--- SOURCE ---

McBrien earned his bachelor's degree at St. Thomas Seminary in Bloomfield, Conn., in 1956, and a master's at St. John Seminary in Brighton, Mass., in 1962. That same year, he was ordained a priest of the Hartford, Conn., archdiocese. He studied for his doctorate in theology at Rome's Jesuit-run Gregorian University during the Vatican II years and returned to the United States in 1965.
From the close of the council onward, McBrien became perhaps its leading English-language interpreter from his perch at a series of America's most prestigious Catholic venues.
From 1965 to 1970, McBrien served as professor of theology and dean of studies at the Pope John XXIII National Seminary in Weston, Mass. From 1970 to 1980, he was a professor of theology at Boston College as well as director of its Institute of Religious Education and Pastoral Ministry. Reflecting his growing impact outside his own discipline, McBrien was chosen as the first visiting fellow in the John Fitzgerald Kennedy School of Government at Harvard University in 1975-76.
McBrien's early titles reflected his penchant for popularization, including Do We Need the Church? (Harper and Row, 1969) and The Remaking of the Church: An Agenda for Reform (Harper and Row, 1973). The latter carried an introduction by Belgian Cardinal Leo Joseph Suenens, considered among the architects of Vatican II.
McBrien also began writing a column on Catholic affairs in 1966, which he would continue to churn out on a weekly basis for more than four decades. Aside from frequent guest opinion pieces for outlets such as The New York Times and The New Republic, McBrien was also a regular columnist for the National Catholic Reporter.
Early on, McBrien's work brought acclaim. He was elected president of the Catholic Theological Society of America in 1972-74, and won its John Courtney Murray Award "for outstanding and distinguished achievement in theology" in 1976.
Notre Dame's iconic president Holy Cross Fr. Theodore Hesburgh recruited McBrien to South Bend in 1980, partly for what his critics would come to regard as a grand irony — to beef up the Catholic character of the theology department.
Hesburgh said at the time he was concerned that the ecumenical and interfaith enthusiasm after Vatican II had played down the specifically Catholic dimension of the department, and felt McBrien's command of the tradition would bring greater Catholic depth as opposed to a vague "religious studies" orientation.
McBrien served as chair of Notre Dame's theology department from 1980 to 1991.
In the same year he moved to South Bend, McBrien also published what would become his most celebrated, and most controversial, book: Catholicism, styled as a synthesis of Catholic theology, history and moral values, and intended for the general reader. (McBrien wrote that to understand the book, a reader needed only two prerequisites: "intelligence and a basic interest in Catholicism.")
The original version of Catholicism came out in two volumes and ran to almost 1,300 pages, though McBrien also published a one-volume study edition in 1981. It became a mass-market triumph, selling more than 150,000 copies worldwide. McBrien brought out a revised and updated edition in 1994. The approach was to present core teachings and practices along with a range of opinions about them, inviting readers to reach their own conclusions.
The influence of John Paul II and the increasingly conservative nature of his episcopal appointments, especially in the United States, began to have a chilling effect on theologians and what they published.

--- INFORMATION PROVIDED ---

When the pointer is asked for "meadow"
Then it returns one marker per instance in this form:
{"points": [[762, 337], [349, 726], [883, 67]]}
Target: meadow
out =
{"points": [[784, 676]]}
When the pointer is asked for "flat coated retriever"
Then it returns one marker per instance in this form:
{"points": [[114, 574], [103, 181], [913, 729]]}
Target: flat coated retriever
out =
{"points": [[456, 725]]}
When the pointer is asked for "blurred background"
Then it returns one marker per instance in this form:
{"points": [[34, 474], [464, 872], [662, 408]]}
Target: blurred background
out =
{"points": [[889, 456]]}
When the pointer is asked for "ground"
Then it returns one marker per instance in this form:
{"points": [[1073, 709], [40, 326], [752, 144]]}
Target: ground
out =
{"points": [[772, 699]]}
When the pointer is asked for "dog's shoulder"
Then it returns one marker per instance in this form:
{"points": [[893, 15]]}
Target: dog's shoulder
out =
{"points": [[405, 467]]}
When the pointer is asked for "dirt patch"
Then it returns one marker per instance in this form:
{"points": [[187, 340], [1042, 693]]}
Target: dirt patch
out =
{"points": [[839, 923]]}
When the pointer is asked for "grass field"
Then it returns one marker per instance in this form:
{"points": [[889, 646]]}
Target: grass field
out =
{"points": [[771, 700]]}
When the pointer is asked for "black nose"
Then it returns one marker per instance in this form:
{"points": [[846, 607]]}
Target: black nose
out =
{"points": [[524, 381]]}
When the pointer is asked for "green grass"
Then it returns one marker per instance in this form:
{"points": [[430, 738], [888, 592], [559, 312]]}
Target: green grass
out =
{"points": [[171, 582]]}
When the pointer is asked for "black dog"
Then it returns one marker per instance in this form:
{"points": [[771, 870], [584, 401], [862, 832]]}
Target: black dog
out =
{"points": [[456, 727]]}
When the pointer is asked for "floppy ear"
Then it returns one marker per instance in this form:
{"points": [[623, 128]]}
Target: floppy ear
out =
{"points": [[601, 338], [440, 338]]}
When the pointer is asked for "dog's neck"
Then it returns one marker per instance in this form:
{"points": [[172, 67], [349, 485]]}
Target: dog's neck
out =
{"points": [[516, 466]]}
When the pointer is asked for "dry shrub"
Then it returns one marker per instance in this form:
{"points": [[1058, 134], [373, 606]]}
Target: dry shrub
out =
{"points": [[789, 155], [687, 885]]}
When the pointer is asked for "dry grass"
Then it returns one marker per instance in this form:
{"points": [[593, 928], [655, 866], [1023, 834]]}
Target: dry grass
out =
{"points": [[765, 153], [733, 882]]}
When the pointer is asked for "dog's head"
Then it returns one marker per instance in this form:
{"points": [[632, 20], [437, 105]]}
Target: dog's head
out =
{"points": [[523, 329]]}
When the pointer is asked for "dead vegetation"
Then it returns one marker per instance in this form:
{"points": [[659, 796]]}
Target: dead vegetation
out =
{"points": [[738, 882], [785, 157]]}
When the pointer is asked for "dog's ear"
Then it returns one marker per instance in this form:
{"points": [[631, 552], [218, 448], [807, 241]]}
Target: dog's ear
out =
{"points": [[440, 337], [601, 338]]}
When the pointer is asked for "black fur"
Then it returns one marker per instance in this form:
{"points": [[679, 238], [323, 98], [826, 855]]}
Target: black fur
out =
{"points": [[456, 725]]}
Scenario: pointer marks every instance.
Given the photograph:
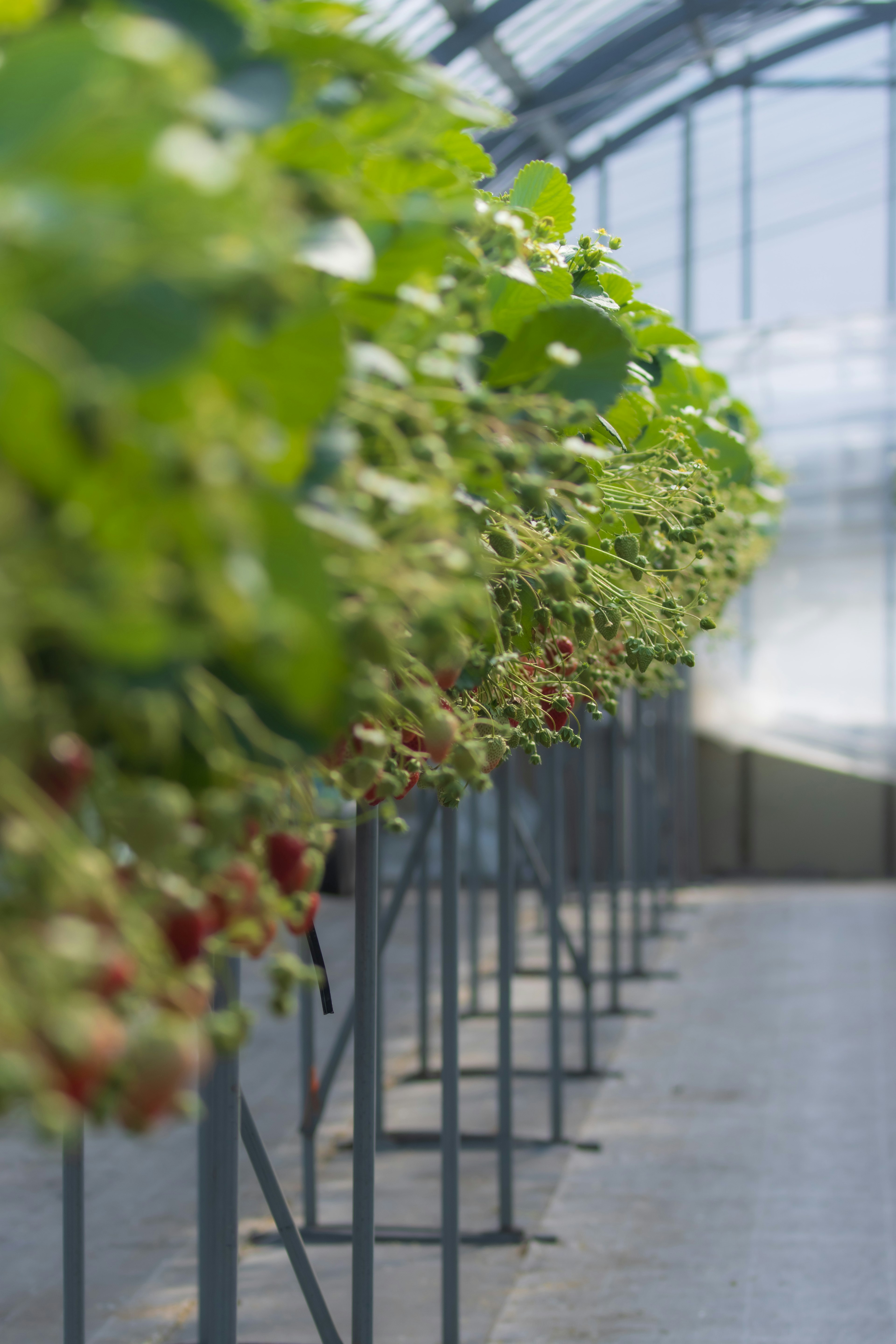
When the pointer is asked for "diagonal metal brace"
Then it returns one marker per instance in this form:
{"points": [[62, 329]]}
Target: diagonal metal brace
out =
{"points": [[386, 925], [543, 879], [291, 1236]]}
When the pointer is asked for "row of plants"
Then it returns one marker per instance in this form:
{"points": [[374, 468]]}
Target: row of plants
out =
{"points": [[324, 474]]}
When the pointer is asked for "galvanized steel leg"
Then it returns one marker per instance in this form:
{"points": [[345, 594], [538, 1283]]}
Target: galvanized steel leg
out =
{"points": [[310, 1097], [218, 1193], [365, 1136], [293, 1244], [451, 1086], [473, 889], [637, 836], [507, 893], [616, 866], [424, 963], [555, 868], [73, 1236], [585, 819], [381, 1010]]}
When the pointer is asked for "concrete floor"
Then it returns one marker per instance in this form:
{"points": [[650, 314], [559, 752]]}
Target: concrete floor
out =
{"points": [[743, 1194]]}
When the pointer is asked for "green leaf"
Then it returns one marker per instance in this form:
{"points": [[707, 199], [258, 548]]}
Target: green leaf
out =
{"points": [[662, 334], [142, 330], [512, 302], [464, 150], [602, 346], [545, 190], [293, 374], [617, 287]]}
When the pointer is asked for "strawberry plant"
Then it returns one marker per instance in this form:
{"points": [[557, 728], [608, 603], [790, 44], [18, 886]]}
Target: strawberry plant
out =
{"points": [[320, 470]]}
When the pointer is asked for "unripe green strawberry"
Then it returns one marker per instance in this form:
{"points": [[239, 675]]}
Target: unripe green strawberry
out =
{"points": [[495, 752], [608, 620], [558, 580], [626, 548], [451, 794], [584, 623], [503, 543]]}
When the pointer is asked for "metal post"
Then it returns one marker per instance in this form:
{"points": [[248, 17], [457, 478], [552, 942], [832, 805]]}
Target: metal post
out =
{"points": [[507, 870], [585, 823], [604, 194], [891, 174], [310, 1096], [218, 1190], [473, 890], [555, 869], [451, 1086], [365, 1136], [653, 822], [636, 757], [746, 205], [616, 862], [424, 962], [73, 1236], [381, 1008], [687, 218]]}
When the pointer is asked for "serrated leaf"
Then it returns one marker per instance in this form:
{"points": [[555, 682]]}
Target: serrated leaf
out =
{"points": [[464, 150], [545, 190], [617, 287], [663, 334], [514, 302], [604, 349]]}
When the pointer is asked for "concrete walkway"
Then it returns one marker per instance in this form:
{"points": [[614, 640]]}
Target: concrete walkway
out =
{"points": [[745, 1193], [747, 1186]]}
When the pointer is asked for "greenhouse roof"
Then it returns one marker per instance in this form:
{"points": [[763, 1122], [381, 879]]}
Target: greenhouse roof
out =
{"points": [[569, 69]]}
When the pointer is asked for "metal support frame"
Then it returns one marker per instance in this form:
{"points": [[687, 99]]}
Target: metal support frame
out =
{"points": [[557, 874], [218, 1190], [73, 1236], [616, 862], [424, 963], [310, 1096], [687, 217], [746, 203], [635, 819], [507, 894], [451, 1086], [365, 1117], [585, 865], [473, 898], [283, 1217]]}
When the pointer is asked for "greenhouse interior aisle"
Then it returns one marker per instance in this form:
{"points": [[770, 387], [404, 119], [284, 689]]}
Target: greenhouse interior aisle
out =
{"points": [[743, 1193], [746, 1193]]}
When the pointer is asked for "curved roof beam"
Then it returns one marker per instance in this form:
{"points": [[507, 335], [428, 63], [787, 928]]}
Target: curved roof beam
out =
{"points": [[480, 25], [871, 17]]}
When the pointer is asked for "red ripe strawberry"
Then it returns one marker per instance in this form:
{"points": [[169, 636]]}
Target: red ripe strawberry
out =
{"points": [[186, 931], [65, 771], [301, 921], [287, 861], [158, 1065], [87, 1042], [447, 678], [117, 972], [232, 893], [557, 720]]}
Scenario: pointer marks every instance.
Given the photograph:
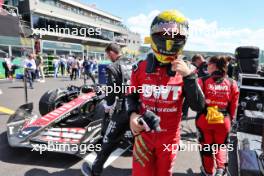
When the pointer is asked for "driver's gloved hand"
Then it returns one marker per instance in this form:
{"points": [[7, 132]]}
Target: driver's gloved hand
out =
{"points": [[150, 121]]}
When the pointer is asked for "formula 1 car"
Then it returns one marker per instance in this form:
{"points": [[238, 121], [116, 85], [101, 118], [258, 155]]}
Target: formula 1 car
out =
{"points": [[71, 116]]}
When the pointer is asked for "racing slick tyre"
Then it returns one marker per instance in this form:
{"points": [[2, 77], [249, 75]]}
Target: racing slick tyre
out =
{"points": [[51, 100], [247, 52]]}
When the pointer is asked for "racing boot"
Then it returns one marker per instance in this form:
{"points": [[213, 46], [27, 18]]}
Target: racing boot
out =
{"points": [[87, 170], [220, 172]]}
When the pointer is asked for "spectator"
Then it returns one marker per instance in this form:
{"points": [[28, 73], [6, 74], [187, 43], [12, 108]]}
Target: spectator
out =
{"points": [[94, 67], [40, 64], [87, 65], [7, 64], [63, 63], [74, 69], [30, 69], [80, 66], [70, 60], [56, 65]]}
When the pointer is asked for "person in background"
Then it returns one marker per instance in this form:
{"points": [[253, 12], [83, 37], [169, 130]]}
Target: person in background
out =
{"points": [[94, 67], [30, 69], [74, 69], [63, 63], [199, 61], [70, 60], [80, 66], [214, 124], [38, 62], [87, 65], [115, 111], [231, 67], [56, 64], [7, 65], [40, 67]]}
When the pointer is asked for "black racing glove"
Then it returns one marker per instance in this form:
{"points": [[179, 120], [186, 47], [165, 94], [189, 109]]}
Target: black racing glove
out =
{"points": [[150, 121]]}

---

_ACTIONS TO TAKE:_
1 – Rewrite the paragraph of the McBrien profile beginning "From 1965 to 1970" as a brief list, keeping its main facts.
2 – Carry the McBrien profile forward from its final sentence, adding the next part.

_ANSWERS IN ORDER:_
1 –
- 1965–1970: professor of theology and dean of studies at the Pope John XXIII National Seminary in Weston, Mass.
- 1970–1980: professor of theology at Boston College and director of its Institute of Religious Education and Pastoral Ministry
- 1975–76: first visiting fellow in the John Fitzgerald Kennedy School of Government at Harvard University, a sign of his growing impact outside his own discipline

2 –
In addition to celebrity, Catholicism brought McBrien controversy. In 1985, the Committee on Doctrine of the U.S. bishops' conference objected that the book's "presentation is not supportive of the church's authoritative teaching" on certain matters, especially contraception and the ordination of women.
When McBrien brought out the revised edition of Catholicism a decade later, the bishops expanded their criticism, complaining of "an overemphasis on the plurality of opinion within the Catholic theological tradition that makes it difficult at times for the reader to discern the normative core of that tradition." The bishops faulted McBrien's treatment of Jesus and sin, the virgin birth, Mary's perpetual virginity, the fatherhood of God, and papal infallibility, as well as contraception and women priests.
The bishops discouraged the use of Catholicism in undergraduate theology courses and in parish formation programs. The cumulative effect was to make attitudes toward McBrien's book a placeholder for broader tensions in the church.
"In pre-Vatican II seminaries, students often studied theological 'manuals,' which summarized Catholic theology," Jesuit Fr. Tom Reese said. "Today, the Catechism of the Catholic Church provides that function for conservative seminarians, while McBrien's Catholicism is the source for others."
McBrien's friend and colleague Eugene Cullen Kennedy wrote in 2006 that the owner of a Catholic bookstore actually called security to toss him out when Kennedy persisted in asking why it didn't carry Catholicism.
Despite being a lightning rod, McBrien was never subject to any ecclesiastical censure and always remained a priest in good standing.
"I'm not easily disposed of, even though some people would like to have had that done," McBrien laughingly said in a 2008 interview.
McBrien's command of the Catholic tradition was also on display in 1995, when he served as general editor of the HarperCollins Encyclopedia of Catholicism. He went on to produce two other resources that even his most ferocious critics now regard as indispensable: Lives of the Popes in 1997 and Lives of the Saints in 2001. In total, he authored 25 books in addition to hundreds of articles, scholarly essays and lectures.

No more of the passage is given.